SET TASK — Rewrite each of the rows below as a JSON list of strings with one string per line, skipping blank lines and leaving out the pictures.

LISTED RECORDS —
>> Begin
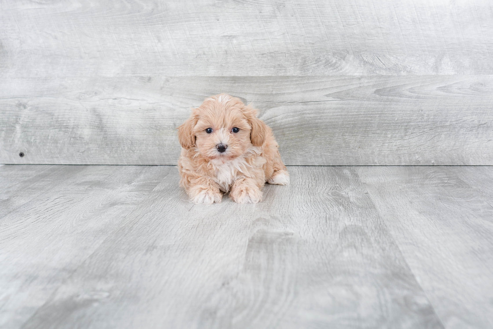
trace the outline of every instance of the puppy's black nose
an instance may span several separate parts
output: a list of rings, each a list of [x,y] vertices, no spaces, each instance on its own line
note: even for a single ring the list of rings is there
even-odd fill
[[[216,147],[217,148],[217,151],[221,153],[226,151],[226,149],[228,148],[227,145],[224,145],[224,144],[218,144]]]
>> End
WORKED ANSWER —
[
  "trace the outline of every instance of the puppy's black nose",
  "an instance may span several separate parts",
  "output: a list of rings, each a list of [x,y] vertices, no spaces, each instance on its own line",
  "note: even for a single ring the list of rings is there",
  "even-odd fill",
  "[[[216,147],[217,148],[217,151],[221,153],[226,151],[226,149],[228,148],[227,145],[224,145],[224,144],[218,144]]]"
]